PROBLEM STATEMENT => Revise everything from the start of the records down to the line containing "Target: window" by changing "window" to "door" and leaving all else as it is, then return only those lines.

DATA FOR THE TASK =>
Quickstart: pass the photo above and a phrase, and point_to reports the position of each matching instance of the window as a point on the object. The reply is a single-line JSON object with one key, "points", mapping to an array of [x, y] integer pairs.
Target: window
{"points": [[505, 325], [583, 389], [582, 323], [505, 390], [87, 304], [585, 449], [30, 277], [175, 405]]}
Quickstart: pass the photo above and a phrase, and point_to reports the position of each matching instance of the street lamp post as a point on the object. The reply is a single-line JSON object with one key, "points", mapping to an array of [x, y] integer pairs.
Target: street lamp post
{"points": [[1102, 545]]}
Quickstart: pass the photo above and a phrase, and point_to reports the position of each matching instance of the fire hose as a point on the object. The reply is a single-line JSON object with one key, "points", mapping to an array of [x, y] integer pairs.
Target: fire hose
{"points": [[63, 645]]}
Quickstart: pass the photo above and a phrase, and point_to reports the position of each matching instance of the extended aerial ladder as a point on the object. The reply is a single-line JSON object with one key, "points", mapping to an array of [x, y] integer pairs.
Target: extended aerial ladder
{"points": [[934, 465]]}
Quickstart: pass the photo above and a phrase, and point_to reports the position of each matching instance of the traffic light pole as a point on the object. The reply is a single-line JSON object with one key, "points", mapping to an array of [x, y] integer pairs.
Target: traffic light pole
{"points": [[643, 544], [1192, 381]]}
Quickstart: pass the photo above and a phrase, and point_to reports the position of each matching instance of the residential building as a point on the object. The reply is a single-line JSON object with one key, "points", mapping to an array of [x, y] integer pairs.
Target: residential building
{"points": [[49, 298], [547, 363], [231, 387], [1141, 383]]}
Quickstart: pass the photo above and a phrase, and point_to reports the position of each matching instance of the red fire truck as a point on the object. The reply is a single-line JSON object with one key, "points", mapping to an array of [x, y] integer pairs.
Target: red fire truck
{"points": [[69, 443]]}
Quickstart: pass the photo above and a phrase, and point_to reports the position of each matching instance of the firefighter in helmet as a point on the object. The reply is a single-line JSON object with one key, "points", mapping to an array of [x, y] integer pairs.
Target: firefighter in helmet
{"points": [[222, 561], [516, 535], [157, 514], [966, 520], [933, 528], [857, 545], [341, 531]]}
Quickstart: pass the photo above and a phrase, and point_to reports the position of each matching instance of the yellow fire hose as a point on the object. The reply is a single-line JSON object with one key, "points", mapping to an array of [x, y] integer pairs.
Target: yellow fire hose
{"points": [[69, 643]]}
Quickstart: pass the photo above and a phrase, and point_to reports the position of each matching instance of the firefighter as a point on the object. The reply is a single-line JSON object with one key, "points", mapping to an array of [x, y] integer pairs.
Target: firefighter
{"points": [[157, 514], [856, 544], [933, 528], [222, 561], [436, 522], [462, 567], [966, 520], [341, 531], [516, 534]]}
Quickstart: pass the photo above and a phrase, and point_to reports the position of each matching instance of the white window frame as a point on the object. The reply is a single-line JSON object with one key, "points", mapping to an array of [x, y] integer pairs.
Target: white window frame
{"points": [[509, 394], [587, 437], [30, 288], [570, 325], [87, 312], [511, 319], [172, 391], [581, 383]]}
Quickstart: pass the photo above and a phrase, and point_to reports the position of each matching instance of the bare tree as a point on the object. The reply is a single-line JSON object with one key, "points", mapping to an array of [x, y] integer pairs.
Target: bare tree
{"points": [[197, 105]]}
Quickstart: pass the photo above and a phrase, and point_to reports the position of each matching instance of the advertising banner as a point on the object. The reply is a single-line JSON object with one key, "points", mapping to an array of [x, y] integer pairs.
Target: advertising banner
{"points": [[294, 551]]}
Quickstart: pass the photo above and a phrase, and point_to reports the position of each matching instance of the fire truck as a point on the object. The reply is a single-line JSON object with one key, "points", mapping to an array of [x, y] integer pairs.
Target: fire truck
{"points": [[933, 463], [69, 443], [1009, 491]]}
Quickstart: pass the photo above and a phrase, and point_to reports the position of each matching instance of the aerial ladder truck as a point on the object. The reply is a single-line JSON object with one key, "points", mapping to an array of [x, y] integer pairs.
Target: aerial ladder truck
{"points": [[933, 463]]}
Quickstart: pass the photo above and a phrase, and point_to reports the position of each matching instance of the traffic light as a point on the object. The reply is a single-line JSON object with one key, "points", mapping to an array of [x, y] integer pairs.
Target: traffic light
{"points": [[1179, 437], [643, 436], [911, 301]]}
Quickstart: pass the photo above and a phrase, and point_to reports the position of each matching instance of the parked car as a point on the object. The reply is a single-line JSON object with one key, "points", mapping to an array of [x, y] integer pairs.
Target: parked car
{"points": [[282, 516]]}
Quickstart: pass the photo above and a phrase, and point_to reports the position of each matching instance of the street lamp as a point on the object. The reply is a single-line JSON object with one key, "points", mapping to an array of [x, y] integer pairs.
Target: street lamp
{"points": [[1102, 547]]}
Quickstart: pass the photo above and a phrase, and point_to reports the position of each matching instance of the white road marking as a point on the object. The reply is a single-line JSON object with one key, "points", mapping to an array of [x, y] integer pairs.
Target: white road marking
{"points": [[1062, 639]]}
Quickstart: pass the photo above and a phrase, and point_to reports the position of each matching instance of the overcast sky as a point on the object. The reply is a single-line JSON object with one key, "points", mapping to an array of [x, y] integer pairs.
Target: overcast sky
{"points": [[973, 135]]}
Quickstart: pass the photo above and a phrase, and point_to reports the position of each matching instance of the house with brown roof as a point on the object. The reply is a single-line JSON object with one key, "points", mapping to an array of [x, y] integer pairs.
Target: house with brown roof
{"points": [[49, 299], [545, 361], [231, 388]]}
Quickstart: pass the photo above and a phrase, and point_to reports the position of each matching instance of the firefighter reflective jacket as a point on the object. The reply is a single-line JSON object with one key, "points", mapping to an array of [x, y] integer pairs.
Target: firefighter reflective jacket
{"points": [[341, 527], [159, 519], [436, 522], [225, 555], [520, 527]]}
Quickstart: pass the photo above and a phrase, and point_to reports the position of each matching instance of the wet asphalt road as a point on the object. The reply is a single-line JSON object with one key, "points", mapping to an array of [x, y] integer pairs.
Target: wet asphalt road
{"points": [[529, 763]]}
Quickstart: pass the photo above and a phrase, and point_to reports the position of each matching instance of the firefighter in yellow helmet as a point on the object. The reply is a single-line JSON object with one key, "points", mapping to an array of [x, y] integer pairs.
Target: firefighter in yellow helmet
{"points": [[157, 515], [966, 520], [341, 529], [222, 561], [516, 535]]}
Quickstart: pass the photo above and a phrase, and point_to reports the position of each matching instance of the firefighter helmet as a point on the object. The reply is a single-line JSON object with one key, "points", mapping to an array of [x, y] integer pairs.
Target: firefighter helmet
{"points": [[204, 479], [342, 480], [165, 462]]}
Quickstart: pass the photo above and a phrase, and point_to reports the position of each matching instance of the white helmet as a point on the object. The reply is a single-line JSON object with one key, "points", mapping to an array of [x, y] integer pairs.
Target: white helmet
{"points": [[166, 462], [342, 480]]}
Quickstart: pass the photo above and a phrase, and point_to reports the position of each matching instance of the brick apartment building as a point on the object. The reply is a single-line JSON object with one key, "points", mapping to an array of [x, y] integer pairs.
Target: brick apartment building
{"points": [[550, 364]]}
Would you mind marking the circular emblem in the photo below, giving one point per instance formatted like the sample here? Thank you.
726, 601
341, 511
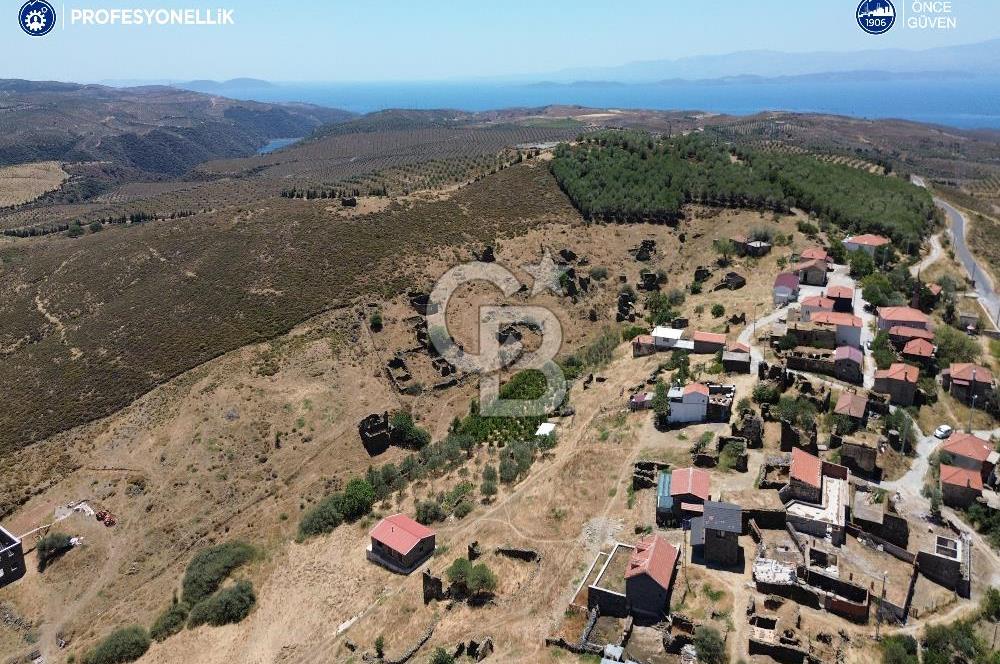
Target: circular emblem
876, 16
37, 18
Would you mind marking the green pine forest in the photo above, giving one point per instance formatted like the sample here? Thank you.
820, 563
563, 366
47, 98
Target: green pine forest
625, 176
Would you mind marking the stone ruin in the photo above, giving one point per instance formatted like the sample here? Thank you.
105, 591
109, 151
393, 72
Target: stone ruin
376, 433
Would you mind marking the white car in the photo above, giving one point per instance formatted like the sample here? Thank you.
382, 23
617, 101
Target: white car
942, 431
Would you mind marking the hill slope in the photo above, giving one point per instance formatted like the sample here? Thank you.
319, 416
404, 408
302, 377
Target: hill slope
156, 129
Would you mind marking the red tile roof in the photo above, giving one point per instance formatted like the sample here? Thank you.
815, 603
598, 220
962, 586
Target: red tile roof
835, 318
400, 533
818, 301
905, 314
868, 240
910, 332
962, 477
693, 481
968, 446
709, 337
899, 371
809, 265
654, 557
963, 371
814, 253
851, 405
840, 292
700, 388
788, 280
919, 348
806, 468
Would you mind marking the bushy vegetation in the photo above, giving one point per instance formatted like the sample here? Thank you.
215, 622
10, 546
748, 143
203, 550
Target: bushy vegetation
51, 547
226, 607
170, 622
122, 645
472, 579
210, 567
632, 176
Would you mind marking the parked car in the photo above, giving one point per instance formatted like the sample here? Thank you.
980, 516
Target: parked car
942, 431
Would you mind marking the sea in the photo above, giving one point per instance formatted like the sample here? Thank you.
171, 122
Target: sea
968, 103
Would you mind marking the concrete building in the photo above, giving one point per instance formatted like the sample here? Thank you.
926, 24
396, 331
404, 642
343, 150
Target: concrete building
812, 273
853, 406
632, 580
960, 487
848, 364
689, 489
805, 476
814, 304
11, 558
867, 243
847, 326
889, 317
688, 403
717, 533
666, 338
899, 381
643, 344
967, 380
708, 342
972, 453
786, 288
843, 298
400, 544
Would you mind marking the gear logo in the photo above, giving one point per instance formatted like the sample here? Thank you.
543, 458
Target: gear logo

TASK ANSWER =>
Quickstart: pass the photo above and a phrase, and point_to reports the position of each matching instance of the door as a point on the object. The reply is a single-line JSON object with one key, "points", mapping to an array of [x, y] integer pairs.
Target: door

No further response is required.